++++ RECORDS SHOWN ++++

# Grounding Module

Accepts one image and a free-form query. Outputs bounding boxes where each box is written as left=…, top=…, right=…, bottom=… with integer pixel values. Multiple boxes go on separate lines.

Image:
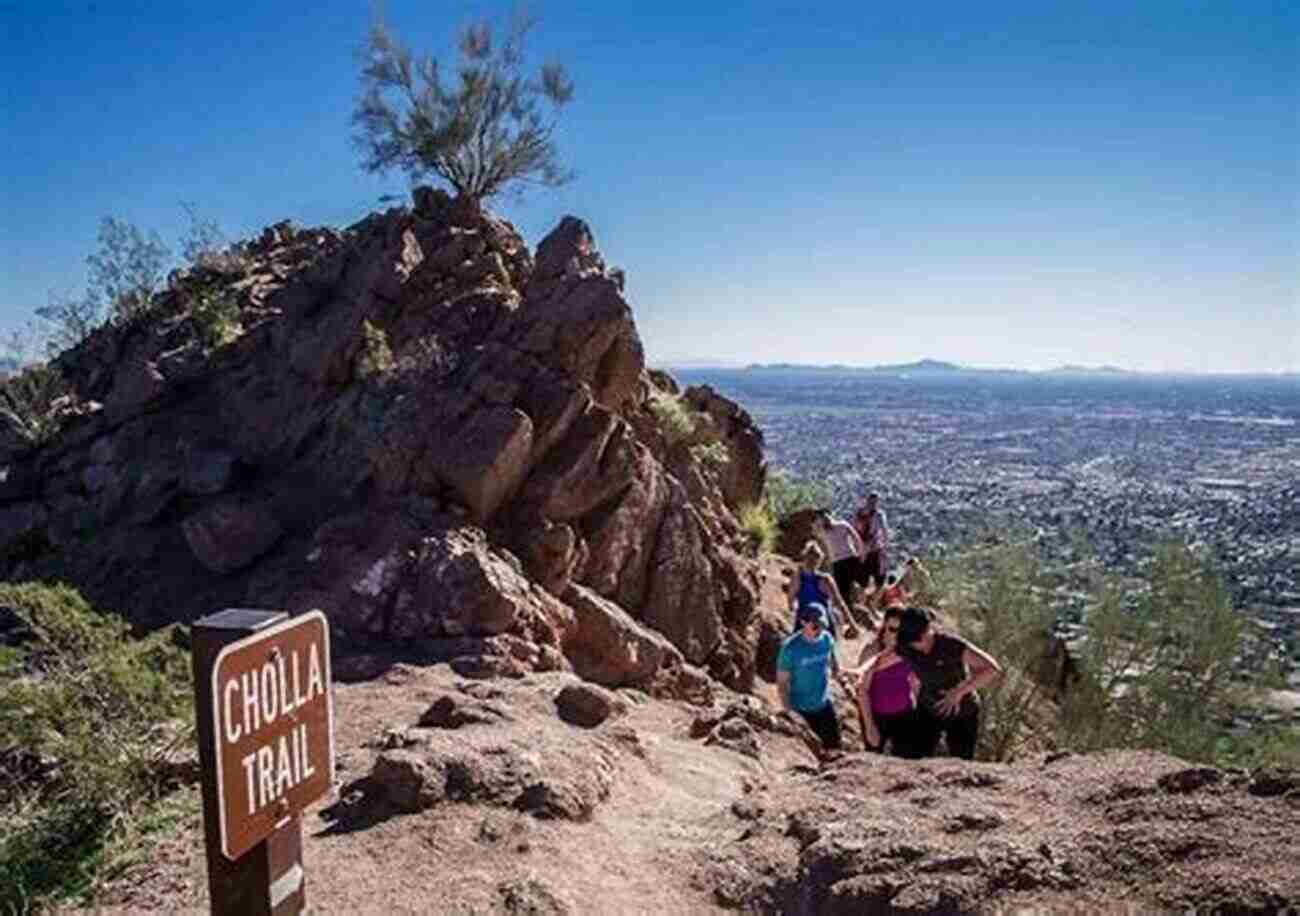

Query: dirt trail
left=85, top=659, right=831, bottom=914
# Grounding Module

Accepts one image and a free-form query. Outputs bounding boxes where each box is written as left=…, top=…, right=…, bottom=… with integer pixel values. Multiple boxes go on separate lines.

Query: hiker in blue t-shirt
left=777, top=603, right=846, bottom=756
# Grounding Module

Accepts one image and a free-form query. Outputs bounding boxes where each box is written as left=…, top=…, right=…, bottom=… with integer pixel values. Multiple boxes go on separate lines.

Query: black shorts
left=796, top=702, right=842, bottom=751
left=861, top=550, right=887, bottom=585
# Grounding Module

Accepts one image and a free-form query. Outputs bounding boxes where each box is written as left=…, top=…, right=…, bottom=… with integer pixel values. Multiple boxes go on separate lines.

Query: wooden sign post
left=193, top=609, right=334, bottom=915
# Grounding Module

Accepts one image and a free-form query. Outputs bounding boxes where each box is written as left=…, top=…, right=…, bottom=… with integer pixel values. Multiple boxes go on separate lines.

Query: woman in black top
left=893, top=607, right=1004, bottom=759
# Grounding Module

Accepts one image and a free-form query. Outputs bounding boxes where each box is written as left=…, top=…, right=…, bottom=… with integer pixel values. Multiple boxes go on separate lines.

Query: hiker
left=855, top=493, right=890, bottom=590
left=899, top=555, right=930, bottom=596
left=855, top=606, right=925, bottom=758
left=786, top=540, right=858, bottom=639
left=874, top=568, right=911, bottom=611
left=777, top=603, right=846, bottom=757
left=813, top=510, right=867, bottom=609
left=893, top=606, right=1003, bottom=760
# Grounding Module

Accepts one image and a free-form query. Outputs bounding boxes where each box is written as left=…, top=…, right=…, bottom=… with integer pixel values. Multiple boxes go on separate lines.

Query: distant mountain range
left=734, top=358, right=1136, bottom=376
left=657, top=359, right=1297, bottom=379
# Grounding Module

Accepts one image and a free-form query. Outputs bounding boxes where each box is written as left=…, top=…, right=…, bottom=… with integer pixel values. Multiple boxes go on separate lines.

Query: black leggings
left=796, top=703, right=842, bottom=751
left=914, top=709, right=980, bottom=760
left=869, top=708, right=929, bottom=759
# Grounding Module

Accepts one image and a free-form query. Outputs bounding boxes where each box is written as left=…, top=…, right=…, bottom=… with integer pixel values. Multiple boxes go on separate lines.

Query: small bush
left=358, top=320, right=396, bottom=377
left=763, top=468, right=831, bottom=521
left=191, top=287, right=242, bottom=350
left=0, top=582, right=193, bottom=911
left=739, top=503, right=778, bottom=554
left=0, top=362, right=71, bottom=447
left=690, top=440, right=730, bottom=470
left=648, top=392, right=695, bottom=445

++++

● **TASK DETAILS**: Type the records out again in full, exactly, with each picture omitted.

● **ANSWER SECTION**:
# Grounding Module

Accepts one image and a free-form query. Outputs bounding boxes where each box is written as left=…, top=…, right=…, bottom=… with integer pixel values. Multiple boxes go on separate lines.

Image:

Query: dirt trail
left=85, top=659, right=831, bottom=914
# Grounding Module

Accepts one image and a free-form query. Outputs bounding boxes where each box is written as left=…, top=…, right=…, bottom=… with integer pixel values. Multiple boxes go on separate lines.

Query: hiker in blue t-shirt
left=777, top=603, right=846, bottom=756
# Grounding Module

Accepts one image and a free-form query. Outputs bounding boxes where each box is written as left=…, top=…, right=…, bottom=… with integer pixel values. Multiple boxes go on separate lines.

Query: black shorts
left=796, top=702, right=842, bottom=751
left=861, top=550, right=887, bottom=585
# Grounding Module

Accepts one image and a free-form query. Outputs bounding boxes where each box is written as left=…, top=…, right=…, bottom=… with integer pixel values. Multiple boxes go on separate lines.

Query: wooden sign post
left=193, top=609, right=334, bottom=915
# Grounding Module

Accepts one image and a free-form query. Outputs bounding boxes where each box is written as left=…, top=…, right=…, bottom=… with integer pixel values. Multiple boxes go on separate lines.

Query: woman in black top
left=893, top=607, right=1004, bottom=759
# Grounding Module

Accepts one image and a free-form query. Outputs bounding boxes where each box is written as left=…, top=…, right=…, bottom=… with integer pixel values. Multiple boxes go on separate lines.

Query: hiker
left=855, top=493, right=890, bottom=590
left=899, top=555, right=930, bottom=596
left=855, top=606, right=925, bottom=758
left=786, top=540, right=858, bottom=639
left=874, top=568, right=911, bottom=611
left=777, top=603, right=846, bottom=757
left=813, top=510, right=867, bottom=609
left=893, top=606, right=1003, bottom=760
# Grounding Module

Accepts one image and a free-form query. Outputs bounding boxes where each box is written as left=…, top=…, right=…, bottom=… with integer pixel values. Multiple boxes go on separate lines.

Query: distant mountain range
left=734, top=358, right=1136, bottom=376
left=657, top=359, right=1297, bottom=379
# Grounding Module

Accepts one image and a free-form query. Outputs bounding boxes where each box is written as left=…, top=…, right=…, bottom=… with integer pixel values. Multiple boxes go on separate lines.

Query: black leggings
left=796, top=703, right=842, bottom=751
left=914, top=709, right=980, bottom=760
left=869, top=708, right=929, bottom=759
# Grounding Module

Accepts one image and a free-form query. Outputs bounding boxes where each box is written as left=…, top=…, right=…, bottom=… with integer pixel values. Multiple boxes go on separate lines.

Query: small bush
left=358, top=320, right=396, bottom=377
left=763, top=468, right=831, bottom=521
left=191, top=287, right=242, bottom=350
left=0, top=582, right=193, bottom=911
left=739, top=503, right=778, bottom=554
left=0, top=362, right=71, bottom=447
left=690, top=440, right=730, bottom=470
left=648, top=392, right=695, bottom=445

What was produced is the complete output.